▼

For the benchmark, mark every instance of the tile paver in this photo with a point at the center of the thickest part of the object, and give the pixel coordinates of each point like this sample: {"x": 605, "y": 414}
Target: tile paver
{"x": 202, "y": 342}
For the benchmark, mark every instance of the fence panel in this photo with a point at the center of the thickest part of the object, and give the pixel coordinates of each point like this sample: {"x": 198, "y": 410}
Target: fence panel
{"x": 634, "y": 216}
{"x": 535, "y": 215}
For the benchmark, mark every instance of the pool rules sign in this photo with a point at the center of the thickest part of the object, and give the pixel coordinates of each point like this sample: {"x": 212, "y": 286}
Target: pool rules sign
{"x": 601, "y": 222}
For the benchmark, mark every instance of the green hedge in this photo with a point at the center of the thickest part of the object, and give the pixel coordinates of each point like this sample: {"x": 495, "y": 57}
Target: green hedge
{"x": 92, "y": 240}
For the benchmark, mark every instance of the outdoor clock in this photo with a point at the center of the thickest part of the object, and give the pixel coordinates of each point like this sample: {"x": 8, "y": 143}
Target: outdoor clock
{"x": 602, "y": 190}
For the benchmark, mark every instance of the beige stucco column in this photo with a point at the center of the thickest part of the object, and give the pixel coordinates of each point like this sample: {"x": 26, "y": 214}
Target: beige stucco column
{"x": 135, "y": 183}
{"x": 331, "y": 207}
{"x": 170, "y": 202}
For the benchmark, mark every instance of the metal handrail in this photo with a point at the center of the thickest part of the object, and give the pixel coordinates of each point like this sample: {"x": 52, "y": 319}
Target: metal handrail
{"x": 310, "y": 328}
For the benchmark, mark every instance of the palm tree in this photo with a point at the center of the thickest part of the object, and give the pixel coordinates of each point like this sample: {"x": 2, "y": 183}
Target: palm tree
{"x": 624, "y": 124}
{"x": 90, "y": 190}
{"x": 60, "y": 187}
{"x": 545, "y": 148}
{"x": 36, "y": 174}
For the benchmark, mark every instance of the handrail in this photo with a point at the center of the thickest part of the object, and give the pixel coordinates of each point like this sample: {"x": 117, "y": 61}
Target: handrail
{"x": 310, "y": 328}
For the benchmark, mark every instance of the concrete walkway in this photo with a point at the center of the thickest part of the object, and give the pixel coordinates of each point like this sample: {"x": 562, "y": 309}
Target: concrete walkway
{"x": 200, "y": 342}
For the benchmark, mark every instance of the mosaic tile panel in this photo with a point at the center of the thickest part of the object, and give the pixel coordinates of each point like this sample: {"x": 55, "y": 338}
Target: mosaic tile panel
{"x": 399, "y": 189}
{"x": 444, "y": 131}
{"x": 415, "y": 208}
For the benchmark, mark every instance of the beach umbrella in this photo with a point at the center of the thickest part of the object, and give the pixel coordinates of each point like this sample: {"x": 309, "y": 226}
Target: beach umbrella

▲

> What you are asked to do
Write the entire listing out again, word for word.

> Exercise response
For the benchmark, mark every instance of the tile paver in this photo with a point at the center of the thickest part of the object, and give the pixel coordinates of each point like this sample: {"x": 605, "y": 414}
Target: tile paver
{"x": 202, "y": 342}
For the benchmark, mark every instance of the fence panel in this photo with a point at the center of the thickest part of the object, and give the pixel coordinates of each point like this sample: {"x": 198, "y": 410}
Target: fence panel
{"x": 634, "y": 216}
{"x": 535, "y": 215}
For the benchmark, mark every instance of the pool rules sign in this photo with a point at the center of the thickest part of the object, and give the pixel coordinates of each point like this sample: {"x": 212, "y": 286}
Target: pool rules sign
{"x": 601, "y": 222}
For the benchmark, mark every instance of the green hedge in this photo with a point at the center of the thickest part of the object, and give the pixel coordinates of each point like this sample: {"x": 495, "y": 57}
Target: green hedge
{"x": 92, "y": 240}
For the benchmark, mark every instance of the outdoor clock in this photo with a point at the center of the thickest part of the object, and give the pixel coordinates of each point like this sample: {"x": 8, "y": 143}
Target: outdoor clock
{"x": 602, "y": 190}
For the benchmark, mark every instance of the beige stucco column in this photo with a point at the center of the thickest part of the object, and give the pixel coordinates of each point like this sample: {"x": 26, "y": 214}
Target: beige stucco column
{"x": 135, "y": 183}
{"x": 331, "y": 207}
{"x": 170, "y": 202}
For the benchmark, mark every instance of the metal handrail in this photo with a point at the center of the thickest part of the object, and give the pixel coordinates of each point like this sample: {"x": 52, "y": 319}
Target: metal handrail
{"x": 310, "y": 328}
For the benchmark, mark every instance of the palm tree in this photo with a point at the center of the thickest part of the object, and give the pixel coordinates of each point like this sample: {"x": 2, "y": 183}
Target: palm tree
{"x": 624, "y": 124}
{"x": 90, "y": 190}
{"x": 60, "y": 187}
{"x": 545, "y": 148}
{"x": 36, "y": 174}
For the benchmark, mark every instance of the handrail in this photo with a point at the center of the thickest part of the object, and give the pixel coordinates of each point like this sample: {"x": 117, "y": 61}
Target: handrail
{"x": 310, "y": 328}
For the benchmark, mark every instance of the concrete walkway in this photo with a point at the center of the thickest part of the object, and give the pixel coordinates of each point like this sample: {"x": 562, "y": 309}
Target: concrete walkway
{"x": 200, "y": 342}
For the benchmark, mark every instance of the mosaic tile panel in this photo with a point at the center of the thickest part of the object, and give the pixel coordinates of each point like this sample: {"x": 55, "y": 338}
Target: mosaic tile panel
{"x": 399, "y": 189}
{"x": 444, "y": 131}
{"x": 415, "y": 208}
For the benchmark, mark every instance of the beach umbrella in this photo with a point at the center of the thickest part of the object, and give the pixel coordinates of each point like this sample: {"x": 309, "y": 226}
Target: beach umbrella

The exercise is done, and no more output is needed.